:: Exercise task 1 ::
List each line of the entries below that contains the word "bowl", copying every such line in full.

:: Text to read ::
===
Monster Management: Role Playing for Emotional Intelligence in the School Counselling Setting

Personifying Worry

As children return to school, many are struggling with worries big and small. Separation anxiety, academic pressure, or social stress can snowball if not addressed sensitively. Counsellors play a vital role in ensuring schools support students’ emotional learning and regulation capacity alongside academic skills. Visualisation exercises like “Tug-of-War With the Anxiety Monster” use imagination to externalise and gain perspective over common childhood anxieties. 

Learning to Let Go of the Rope

This activity invites students to depict anxiety as a “monster” then engage in an imaginary tug-of-war. Initially, the monster overpowers them, but eventually, students purposefully drop the rope, symbolically refusing to engage in anxiety. This denies power to the monster, communicates self-efficacy over emotions, and builds resilience. The simple ritual of physically miming letting go of an imaginary rope makes abstract concepts like “not feeding worries” more concrete for children.

Counsellors guide students in processing reflections afterwards - “What did it feel like to keep holding on? What happened when you let go?” Children gain awareness of self-talk and patterns when anxiety persists. Personifying inner turmoil externalises and separates a child’s identity from intense emotions. This paradigm shift empowers self-regulation.
===
:: Records ::
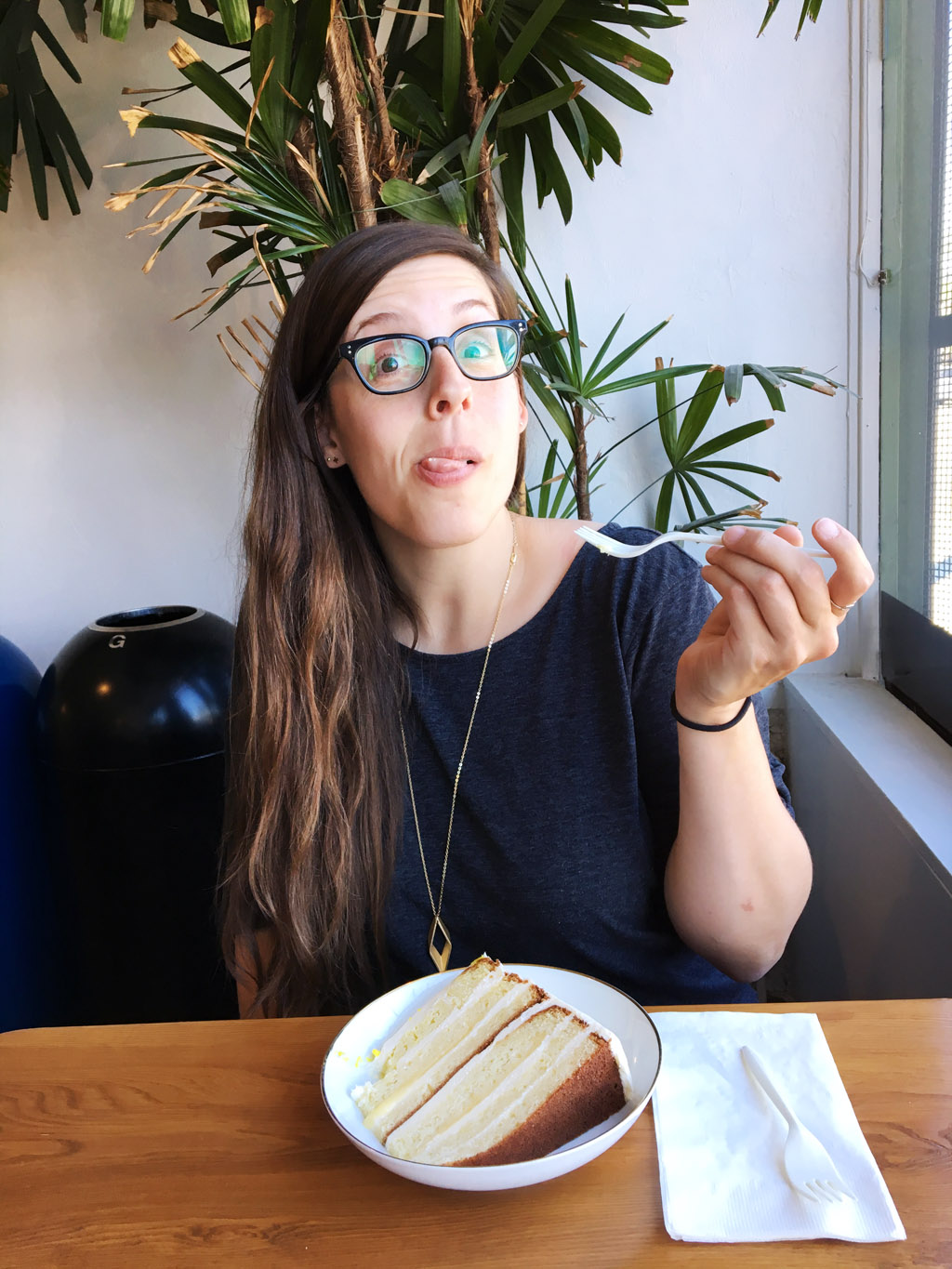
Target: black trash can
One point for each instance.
(132, 717)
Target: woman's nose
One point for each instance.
(445, 385)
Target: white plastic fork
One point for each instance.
(806, 1164)
(610, 546)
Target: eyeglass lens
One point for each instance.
(396, 364)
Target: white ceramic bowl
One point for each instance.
(346, 1066)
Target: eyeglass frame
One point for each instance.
(348, 351)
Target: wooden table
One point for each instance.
(208, 1143)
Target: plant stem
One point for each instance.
(476, 107)
(385, 128)
(580, 476)
(350, 119)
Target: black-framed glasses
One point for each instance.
(388, 364)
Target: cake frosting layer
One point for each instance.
(438, 1039)
(492, 1070)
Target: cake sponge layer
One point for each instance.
(544, 1080)
(438, 1039)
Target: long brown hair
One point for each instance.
(315, 791)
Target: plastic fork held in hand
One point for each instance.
(806, 1164)
(610, 546)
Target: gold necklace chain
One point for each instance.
(442, 958)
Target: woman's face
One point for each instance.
(434, 465)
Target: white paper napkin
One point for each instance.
(720, 1143)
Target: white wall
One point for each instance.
(122, 434)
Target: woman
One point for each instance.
(457, 723)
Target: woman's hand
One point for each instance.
(777, 612)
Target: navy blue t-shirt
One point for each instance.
(567, 802)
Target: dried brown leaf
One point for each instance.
(183, 55)
(132, 118)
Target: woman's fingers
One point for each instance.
(787, 585)
(853, 575)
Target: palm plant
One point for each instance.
(572, 393)
(357, 110)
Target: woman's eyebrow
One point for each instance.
(461, 308)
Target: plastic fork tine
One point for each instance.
(624, 551)
(806, 1163)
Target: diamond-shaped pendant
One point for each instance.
(440, 958)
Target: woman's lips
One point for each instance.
(448, 466)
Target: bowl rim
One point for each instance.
(633, 1108)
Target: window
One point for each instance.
(916, 567)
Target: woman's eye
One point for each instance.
(476, 350)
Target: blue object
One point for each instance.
(25, 911)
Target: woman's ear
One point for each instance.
(523, 414)
(326, 439)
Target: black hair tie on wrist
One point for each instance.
(711, 726)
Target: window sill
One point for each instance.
(872, 791)
(907, 763)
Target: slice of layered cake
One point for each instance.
(492, 1070)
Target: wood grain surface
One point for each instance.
(208, 1143)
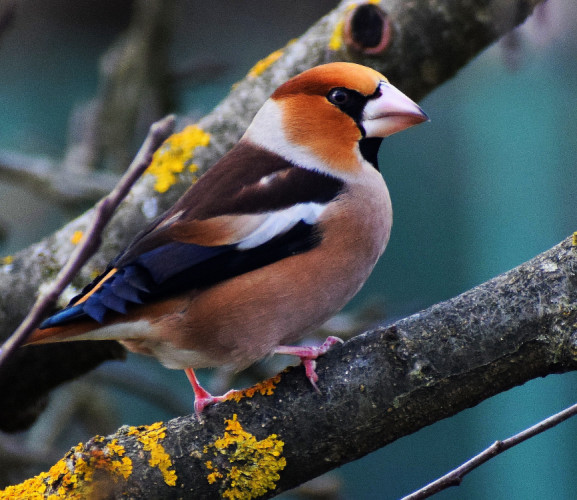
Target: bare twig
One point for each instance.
(455, 477)
(91, 241)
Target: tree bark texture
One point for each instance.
(430, 41)
(375, 388)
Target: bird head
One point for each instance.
(333, 117)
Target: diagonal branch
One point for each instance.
(455, 477)
(103, 212)
(377, 387)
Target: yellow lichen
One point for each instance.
(175, 155)
(72, 476)
(150, 436)
(246, 468)
(76, 237)
(259, 68)
(265, 388)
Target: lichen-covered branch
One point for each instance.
(377, 387)
(428, 41)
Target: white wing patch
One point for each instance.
(280, 222)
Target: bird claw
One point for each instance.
(203, 398)
(308, 355)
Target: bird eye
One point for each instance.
(338, 96)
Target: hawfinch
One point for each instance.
(274, 239)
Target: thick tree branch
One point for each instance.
(377, 387)
(103, 212)
(430, 40)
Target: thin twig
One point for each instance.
(91, 241)
(455, 477)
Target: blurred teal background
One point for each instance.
(486, 185)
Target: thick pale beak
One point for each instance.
(391, 112)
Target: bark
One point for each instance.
(375, 388)
(431, 40)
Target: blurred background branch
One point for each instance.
(449, 190)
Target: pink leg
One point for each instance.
(202, 398)
(308, 356)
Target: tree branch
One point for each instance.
(103, 212)
(455, 477)
(377, 387)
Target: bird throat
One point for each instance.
(369, 148)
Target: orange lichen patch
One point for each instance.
(150, 437)
(265, 388)
(72, 477)
(245, 467)
(76, 237)
(175, 155)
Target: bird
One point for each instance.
(275, 238)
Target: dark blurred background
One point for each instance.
(488, 184)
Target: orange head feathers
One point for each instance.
(274, 239)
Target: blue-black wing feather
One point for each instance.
(176, 267)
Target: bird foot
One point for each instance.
(203, 398)
(308, 355)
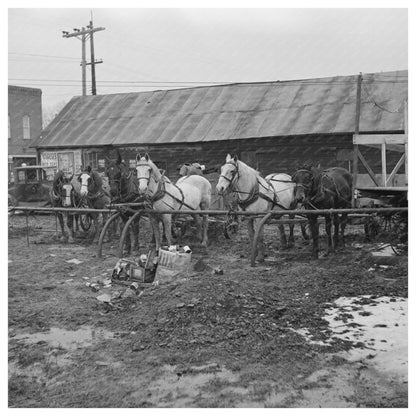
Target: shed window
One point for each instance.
(91, 159)
(26, 127)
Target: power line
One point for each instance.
(43, 56)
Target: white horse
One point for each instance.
(256, 194)
(189, 193)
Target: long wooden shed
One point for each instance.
(273, 126)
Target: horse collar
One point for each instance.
(235, 173)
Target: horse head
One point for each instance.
(114, 173)
(86, 180)
(228, 174)
(306, 179)
(183, 170)
(144, 172)
(67, 192)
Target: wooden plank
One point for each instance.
(356, 133)
(367, 167)
(372, 139)
(396, 169)
(383, 165)
(406, 131)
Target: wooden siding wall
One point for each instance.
(268, 155)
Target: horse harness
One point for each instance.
(161, 192)
(254, 194)
(321, 190)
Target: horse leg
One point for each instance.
(127, 243)
(198, 223)
(336, 230)
(70, 224)
(260, 243)
(283, 239)
(167, 224)
(76, 218)
(204, 231)
(314, 226)
(250, 228)
(291, 241)
(328, 228)
(344, 221)
(95, 226)
(305, 234)
(154, 221)
(62, 225)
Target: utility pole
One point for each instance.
(83, 36)
(93, 61)
(356, 133)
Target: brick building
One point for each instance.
(24, 125)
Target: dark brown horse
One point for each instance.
(124, 188)
(324, 189)
(93, 194)
(63, 195)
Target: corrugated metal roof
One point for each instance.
(226, 112)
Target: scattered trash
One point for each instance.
(95, 287)
(74, 261)
(128, 293)
(115, 295)
(105, 298)
(172, 261)
(142, 271)
(103, 280)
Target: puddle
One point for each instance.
(379, 324)
(70, 340)
(171, 390)
(382, 328)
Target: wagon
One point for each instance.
(30, 186)
(385, 189)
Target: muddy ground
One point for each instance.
(250, 337)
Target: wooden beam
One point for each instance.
(355, 146)
(372, 139)
(367, 167)
(396, 169)
(406, 126)
(383, 165)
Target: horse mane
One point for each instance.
(97, 179)
(58, 175)
(155, 169)
(249, 168)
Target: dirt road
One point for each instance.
(291, 332)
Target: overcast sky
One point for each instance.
(153, 49)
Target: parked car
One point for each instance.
(30, 186)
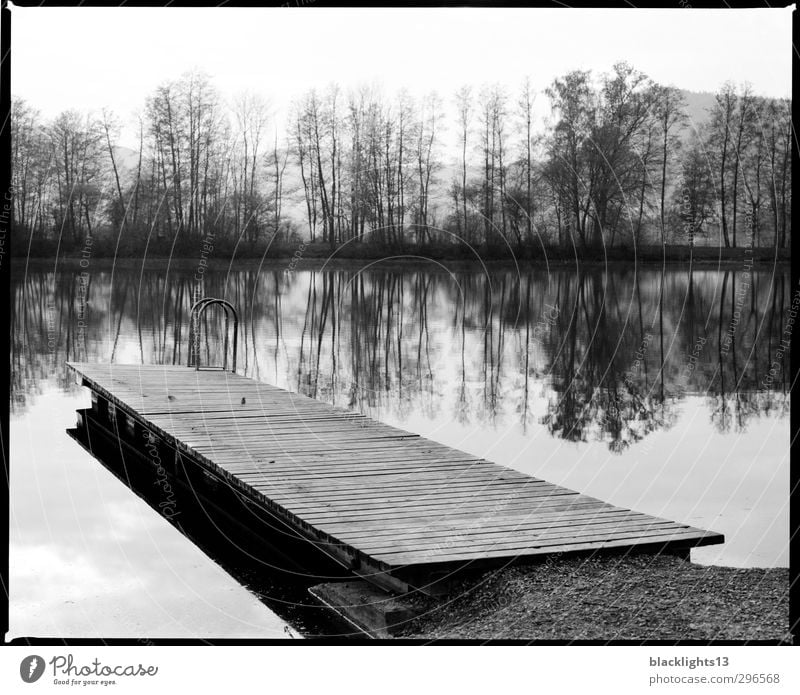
===
:: Exercise task 2 ::
Please reproduce the school counseling text above word for word, everything from "As children return" down to "common childhood anxieties.".

:: Expected output 1 ::
Target: white ceramic bowl
Target: bowl rim

:: Expected output 2 ::
As children return to school, many are struggling with worries big and small. Separation anxiety, academic pressure, or social stress can snowball if not addressed sensitively. Counsellors play a vital role in ensuring schools support students’ emotional learning and regulation capacity alongside academic skills. Visualisation exercises like “Tug-of-War With the Anxiety Monster” use imagination to externalise and gain perspective over common childhood anxieties.